### WHAT THIS TASK INVOLVES
The line with "Target: grass clearing", the line with "Point to the open", and all lines between them in the material below: return these exactly, and no others.

### AVAILABLE DATA
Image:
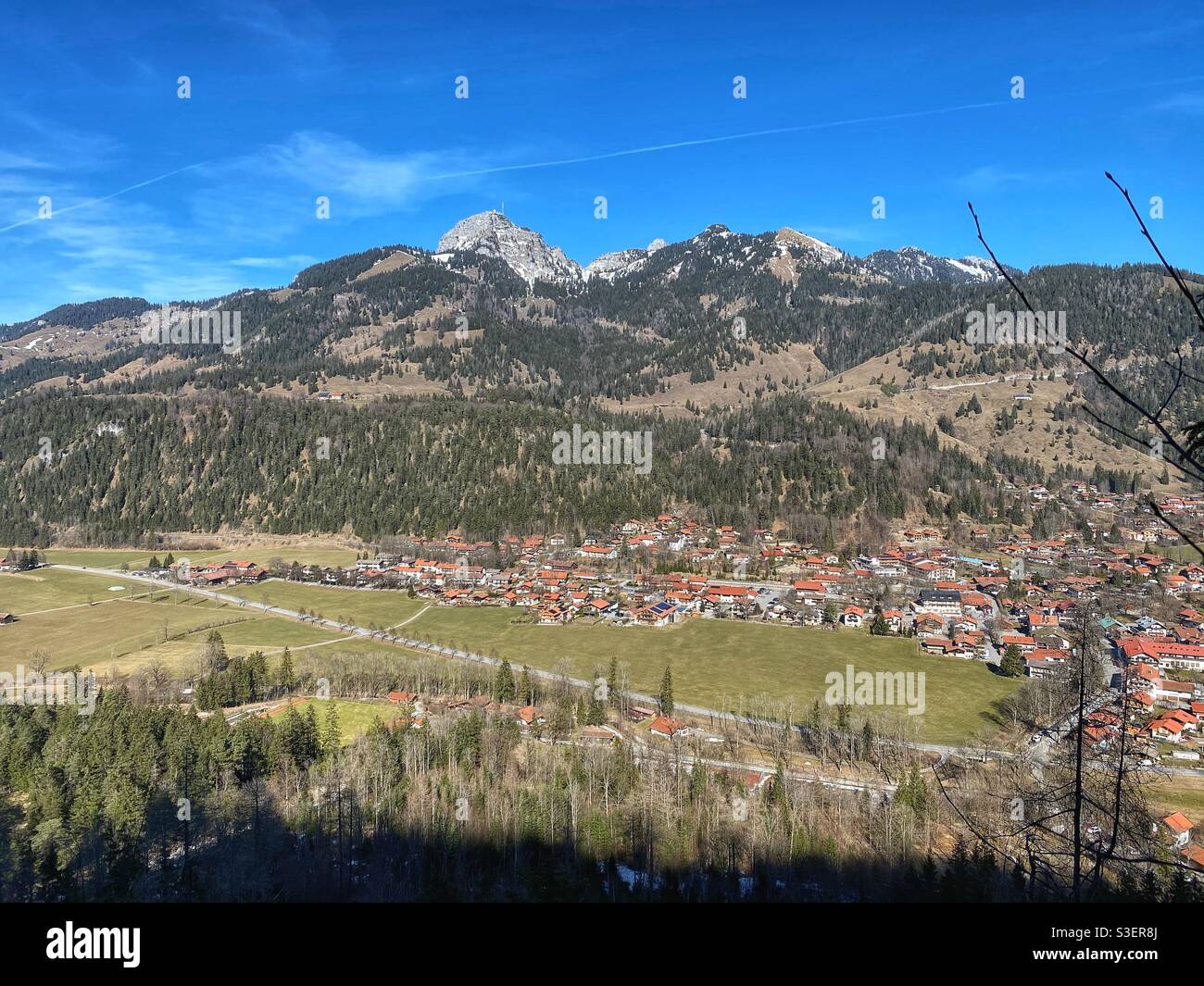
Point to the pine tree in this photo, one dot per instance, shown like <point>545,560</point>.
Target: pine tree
<point>213,653</point>
<point>504,682</point>
<point>1011,664</point>
<point>287,680</point>
<point>332,736</point>
<point>665,701</point>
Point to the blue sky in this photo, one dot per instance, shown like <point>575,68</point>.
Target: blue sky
<point>357,101</point>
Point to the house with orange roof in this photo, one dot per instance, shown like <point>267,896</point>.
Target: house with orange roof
<point>1179,826</point>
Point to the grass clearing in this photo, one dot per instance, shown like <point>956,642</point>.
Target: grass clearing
<point>354,718</point>
<point>361,607</point>
<point>729,665</point>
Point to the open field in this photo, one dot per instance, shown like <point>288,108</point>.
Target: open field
<point>729,665</point>
<point>103,557</point>
<point>131,629</point>
<point>717,664</point>
<point>23,593</point>
<point>357,605</point>
<point>1178,793</point>
<point>56,617</point>
<point>354,718</point>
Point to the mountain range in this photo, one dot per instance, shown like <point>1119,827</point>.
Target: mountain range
<point>717,321</point>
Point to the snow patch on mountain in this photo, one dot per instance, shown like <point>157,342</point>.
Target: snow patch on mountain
<point>910,265</point>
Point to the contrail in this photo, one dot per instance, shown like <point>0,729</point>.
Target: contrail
<point>103,197</point>
<point>584,159</point>
<point>699,141</point>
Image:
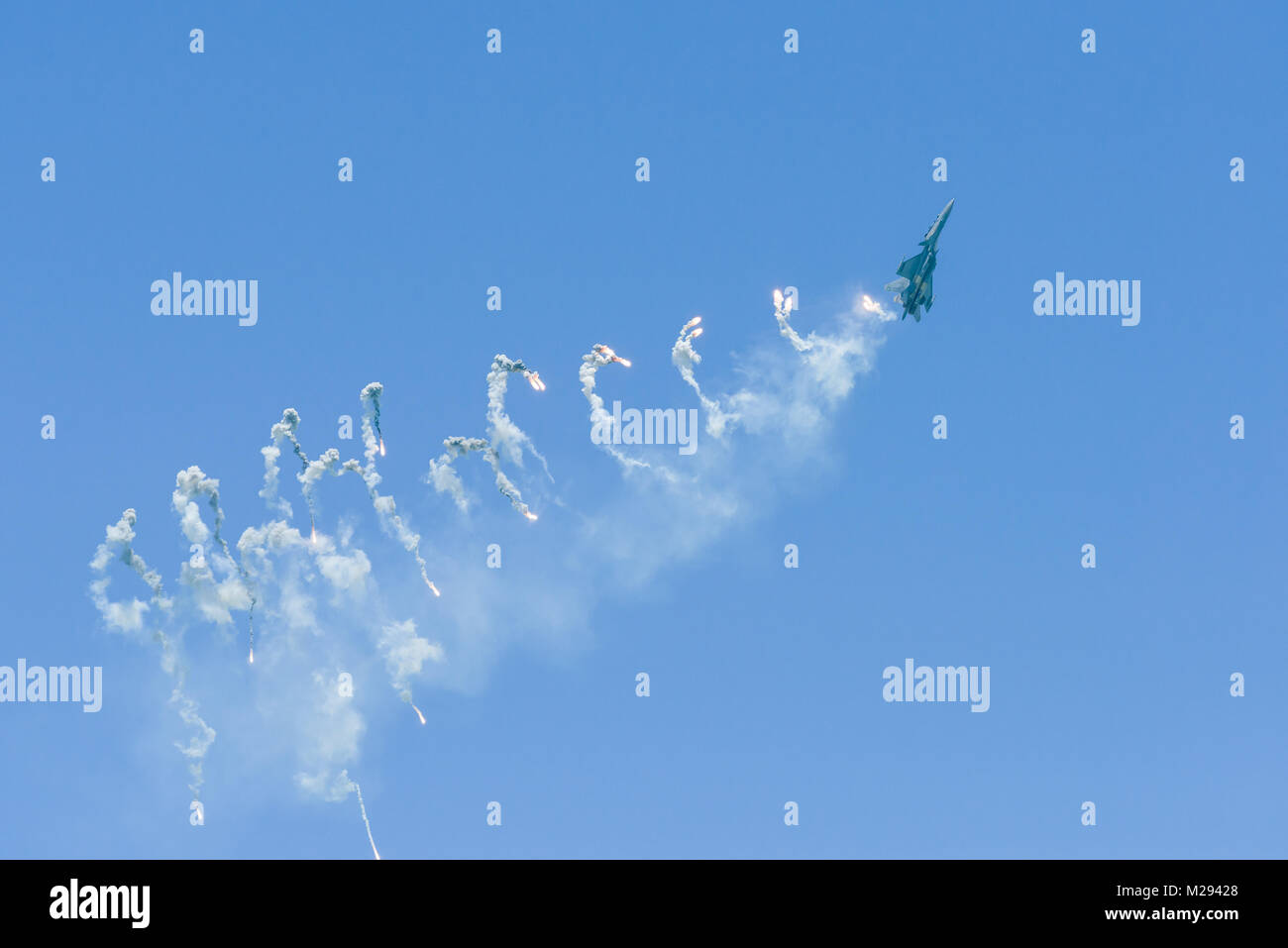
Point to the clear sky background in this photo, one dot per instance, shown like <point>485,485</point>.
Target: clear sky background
<point>768,168</point>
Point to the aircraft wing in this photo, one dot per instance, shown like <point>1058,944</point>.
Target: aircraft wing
<point>910,266</point>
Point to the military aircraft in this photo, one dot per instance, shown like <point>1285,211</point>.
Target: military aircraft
<point>914,285</point>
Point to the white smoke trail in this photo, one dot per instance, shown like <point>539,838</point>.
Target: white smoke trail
<point>404,655</point>
<point>129,618</point>
<point>329,462</point>
<point>782,312</point>
<point>366,822</point>
<point>235,592</point>
<point>385,507</point>
<point>503,436</point>
<point>601,421</point>
<point>686,359</point>
<point>282,430</point>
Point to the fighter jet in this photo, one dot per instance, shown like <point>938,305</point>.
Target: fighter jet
<point>914,285</point>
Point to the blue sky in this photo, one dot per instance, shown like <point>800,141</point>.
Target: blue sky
<point>767,168</point>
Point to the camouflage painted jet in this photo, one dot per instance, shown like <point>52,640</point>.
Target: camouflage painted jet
<point>914,286</point>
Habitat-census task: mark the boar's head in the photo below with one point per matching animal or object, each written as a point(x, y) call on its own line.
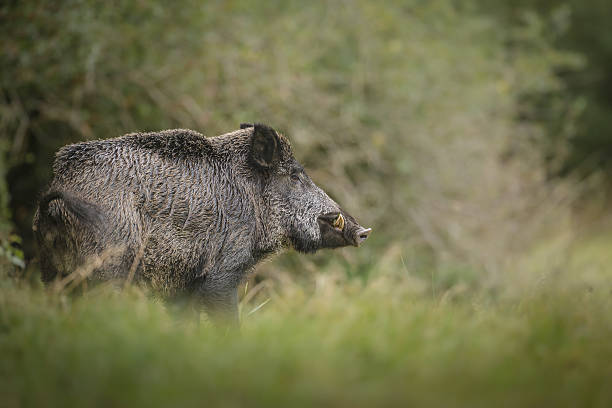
point(304, 216)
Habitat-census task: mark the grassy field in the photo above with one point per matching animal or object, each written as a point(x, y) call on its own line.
point(338, 342)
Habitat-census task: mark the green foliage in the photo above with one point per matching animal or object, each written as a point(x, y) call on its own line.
point(404, 112)
point(387, 343)
point(582, 27)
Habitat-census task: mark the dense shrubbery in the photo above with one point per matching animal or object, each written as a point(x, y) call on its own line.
point(406, 113)
point(435, 123)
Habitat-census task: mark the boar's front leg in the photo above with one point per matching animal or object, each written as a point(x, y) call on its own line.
point(219, 296)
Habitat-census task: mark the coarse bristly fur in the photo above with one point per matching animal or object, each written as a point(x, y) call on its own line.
point(191, 214)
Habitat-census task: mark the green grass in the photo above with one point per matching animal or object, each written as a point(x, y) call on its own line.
point(345, 343)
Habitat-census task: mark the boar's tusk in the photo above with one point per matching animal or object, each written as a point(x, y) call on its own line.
point(339, 222)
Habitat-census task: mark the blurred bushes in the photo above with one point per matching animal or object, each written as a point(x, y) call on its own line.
point(411, 114)
point(581, 27)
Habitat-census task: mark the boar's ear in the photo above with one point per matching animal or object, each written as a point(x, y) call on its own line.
point(265, 146)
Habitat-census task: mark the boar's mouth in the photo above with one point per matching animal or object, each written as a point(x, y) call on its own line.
point(339, 230)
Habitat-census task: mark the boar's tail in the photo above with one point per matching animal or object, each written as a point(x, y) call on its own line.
point(86, 213)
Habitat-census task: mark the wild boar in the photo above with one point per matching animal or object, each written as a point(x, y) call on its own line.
point(190, 214)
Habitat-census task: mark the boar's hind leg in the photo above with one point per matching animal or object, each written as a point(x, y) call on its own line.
point(219, 297)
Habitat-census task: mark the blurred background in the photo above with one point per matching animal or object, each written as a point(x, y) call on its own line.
point(465, 133)
point(473, 136)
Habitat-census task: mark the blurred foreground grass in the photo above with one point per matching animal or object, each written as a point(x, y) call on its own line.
point(341, 343)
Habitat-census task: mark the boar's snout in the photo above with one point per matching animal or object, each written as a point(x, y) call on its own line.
point(340, 229)
point(361, 235)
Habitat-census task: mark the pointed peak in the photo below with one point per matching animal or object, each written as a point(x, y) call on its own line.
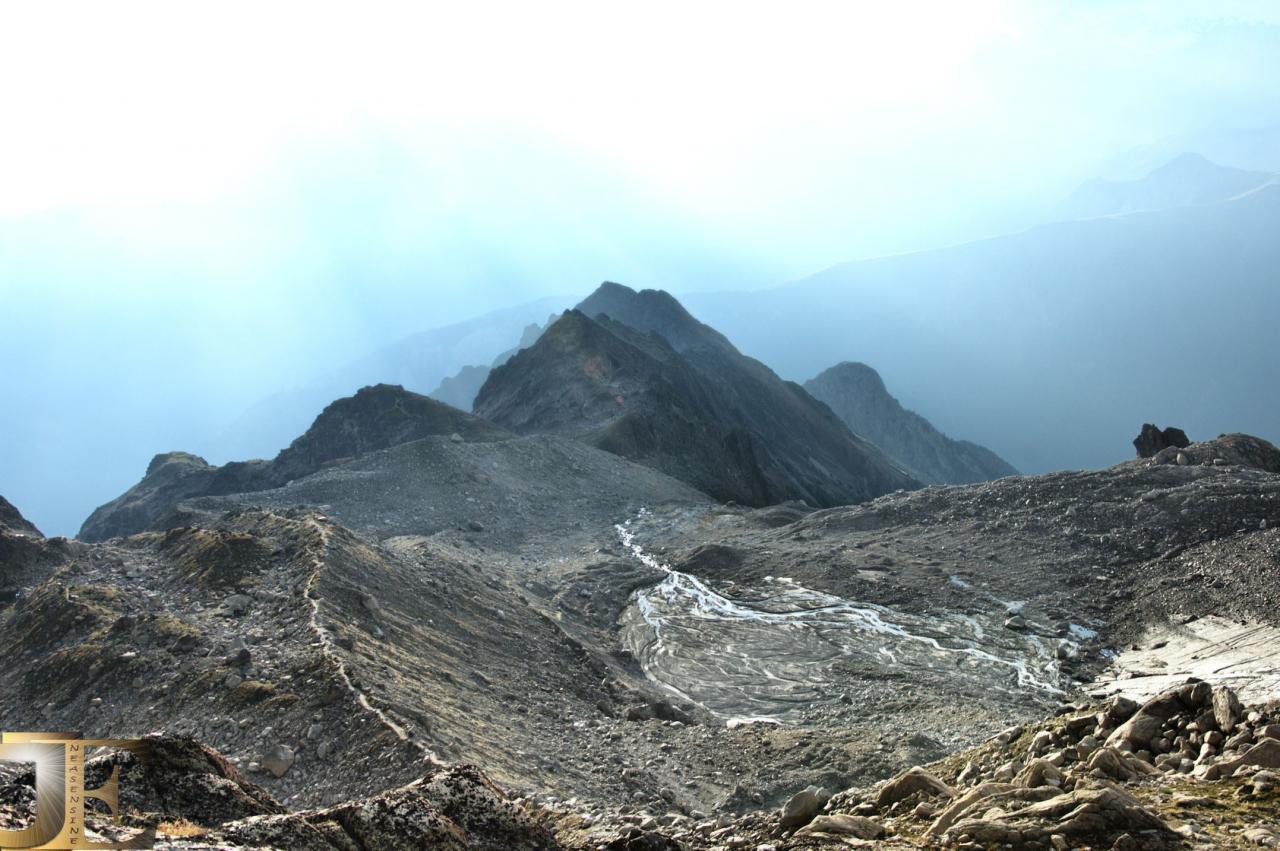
point(12, 518)
point(652, 311)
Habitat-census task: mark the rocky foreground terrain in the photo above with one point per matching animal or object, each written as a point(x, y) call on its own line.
point(415, 627)
point(351, 675)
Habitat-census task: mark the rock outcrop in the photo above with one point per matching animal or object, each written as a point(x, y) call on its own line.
point(1152, 439)
point(858, 396)
point(375, 417)
point(26, 556)
point(13, 521)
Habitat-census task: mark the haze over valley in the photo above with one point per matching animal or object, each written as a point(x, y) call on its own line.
point(686, 428)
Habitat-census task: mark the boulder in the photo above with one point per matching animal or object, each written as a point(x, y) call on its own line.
point(1152, 439)
point(1265, 754)
point(801, 806)
point(841, 824)
point(909, 782)
point(1226, 709)
point(659, 710)
point(1092, 817)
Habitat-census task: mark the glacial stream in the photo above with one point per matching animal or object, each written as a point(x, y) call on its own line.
point(789, 650)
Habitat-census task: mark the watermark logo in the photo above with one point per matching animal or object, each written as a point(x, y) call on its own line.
point(60, 794)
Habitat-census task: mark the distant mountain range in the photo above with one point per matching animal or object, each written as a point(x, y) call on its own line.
point(858, 396)
point(1187, 179)
point(424, 362)
point(1050, 344)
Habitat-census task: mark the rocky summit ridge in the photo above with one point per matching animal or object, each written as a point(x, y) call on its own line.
point(649, 383)
point(551, 627)
point(373, 419)
point(858, 396)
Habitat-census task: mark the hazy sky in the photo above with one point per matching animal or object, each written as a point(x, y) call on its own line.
point(200, 205)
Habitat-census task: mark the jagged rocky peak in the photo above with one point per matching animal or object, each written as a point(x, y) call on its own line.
point(648, 381)
point(858, 396)
point(12, 520)
point(375, 417)
point(652, 311)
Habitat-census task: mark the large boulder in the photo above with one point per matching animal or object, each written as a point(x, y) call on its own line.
point(1152, 439)
point(1091, 817)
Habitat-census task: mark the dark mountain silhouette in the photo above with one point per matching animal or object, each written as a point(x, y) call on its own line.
point(373, 419)
point(12, 520)
point(656, 385)
point(460, 389)
point(1046, 344)
point(858, 396)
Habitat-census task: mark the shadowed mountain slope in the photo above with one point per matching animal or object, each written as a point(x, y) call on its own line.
point(694, 408)
point(858, 396)
point(373, 419)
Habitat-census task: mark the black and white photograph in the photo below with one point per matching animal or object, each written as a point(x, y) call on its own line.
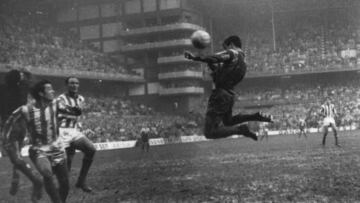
point(171, 101)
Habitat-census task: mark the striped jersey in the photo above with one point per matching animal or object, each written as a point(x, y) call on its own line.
point(68, 120)
point(328, 110)
point(41, 123)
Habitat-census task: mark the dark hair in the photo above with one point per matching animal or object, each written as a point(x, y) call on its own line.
point(12, 78)
point(37, 88)
point(234, 40)
point(68, 78)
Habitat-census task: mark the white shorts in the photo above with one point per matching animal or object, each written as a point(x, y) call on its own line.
point(328, 120)
point(69, 135)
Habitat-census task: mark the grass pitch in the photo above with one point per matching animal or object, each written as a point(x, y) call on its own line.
point(284, 169)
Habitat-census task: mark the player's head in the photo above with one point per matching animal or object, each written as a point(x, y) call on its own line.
point(232, 41)
point(12, 78)
point(72, 84)
point(43, 90)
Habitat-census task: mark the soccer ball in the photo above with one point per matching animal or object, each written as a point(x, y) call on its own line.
point(200, 39)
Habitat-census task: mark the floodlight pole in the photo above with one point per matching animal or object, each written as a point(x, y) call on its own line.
point(273, 25)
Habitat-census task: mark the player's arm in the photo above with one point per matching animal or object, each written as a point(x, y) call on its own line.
point(9, 138)
point(67, 109)
point(220, 57)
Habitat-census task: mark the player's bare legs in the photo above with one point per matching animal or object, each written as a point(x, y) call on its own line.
point(334, 129)
point(21, 165)
point(325, 128)
point(86, 146)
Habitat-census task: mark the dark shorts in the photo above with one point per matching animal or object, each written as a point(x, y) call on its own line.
point(220, 102)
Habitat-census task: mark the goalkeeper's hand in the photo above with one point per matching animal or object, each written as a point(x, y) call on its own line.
point(189, 55)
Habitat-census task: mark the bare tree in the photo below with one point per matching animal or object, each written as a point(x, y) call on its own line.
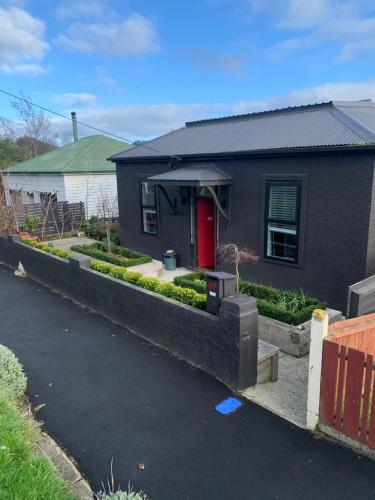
point(107, 211)
point(36, 124)
point(233, 254)
point(7, 216)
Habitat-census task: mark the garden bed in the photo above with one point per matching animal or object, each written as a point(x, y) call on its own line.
point(119, 256)
point(181, 294)
point(287, 307)
point(284, 317)
point(45, 247)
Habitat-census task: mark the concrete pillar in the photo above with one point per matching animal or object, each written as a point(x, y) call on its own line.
point(80, 261)
point(238, 317)
point(319, 330)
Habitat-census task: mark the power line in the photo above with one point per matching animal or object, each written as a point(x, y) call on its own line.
point(87, 125)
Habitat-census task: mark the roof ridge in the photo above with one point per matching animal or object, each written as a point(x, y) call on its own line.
point(144, 145)
point(289, 109)
point(364, 132)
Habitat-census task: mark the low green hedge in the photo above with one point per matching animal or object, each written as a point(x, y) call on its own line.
point(120, 256)
point(289, 307)
point(185, 295)
point(46, 248)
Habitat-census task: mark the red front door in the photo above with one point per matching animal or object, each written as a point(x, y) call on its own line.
point(206, 232)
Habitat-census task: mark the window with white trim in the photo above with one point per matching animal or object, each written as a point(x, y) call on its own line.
point(282, 220)
point(149, 208)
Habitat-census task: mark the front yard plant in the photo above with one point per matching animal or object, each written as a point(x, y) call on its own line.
point(179, 293)
point(289, 307)
point(46, 248)
point(119, 256)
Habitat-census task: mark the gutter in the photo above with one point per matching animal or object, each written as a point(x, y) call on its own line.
point(264, 153)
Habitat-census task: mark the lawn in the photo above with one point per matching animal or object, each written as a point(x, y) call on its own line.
point(24, 472)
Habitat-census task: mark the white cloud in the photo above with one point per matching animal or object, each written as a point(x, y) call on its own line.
point(70, 98)
point(24, 69)
point(342, 91)
point(21, 42)
point(347, 26)
point(135, 122)
point(141, 122)
point(135, 35)
point(71, 9)
point(211, 60)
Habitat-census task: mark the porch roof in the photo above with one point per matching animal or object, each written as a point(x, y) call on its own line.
point(201, 175)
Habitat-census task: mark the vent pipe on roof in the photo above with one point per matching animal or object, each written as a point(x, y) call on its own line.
point(74, 123)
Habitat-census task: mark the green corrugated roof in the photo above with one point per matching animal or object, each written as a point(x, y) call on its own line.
point(86, 155)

### RESULT BELOW
Target: grass clearing
<point>354,718</point>
<point>361,607</point>
<point>729,665</point>
Point to the open field in this photo, one dot per instance, shown like <point>288,108</point>.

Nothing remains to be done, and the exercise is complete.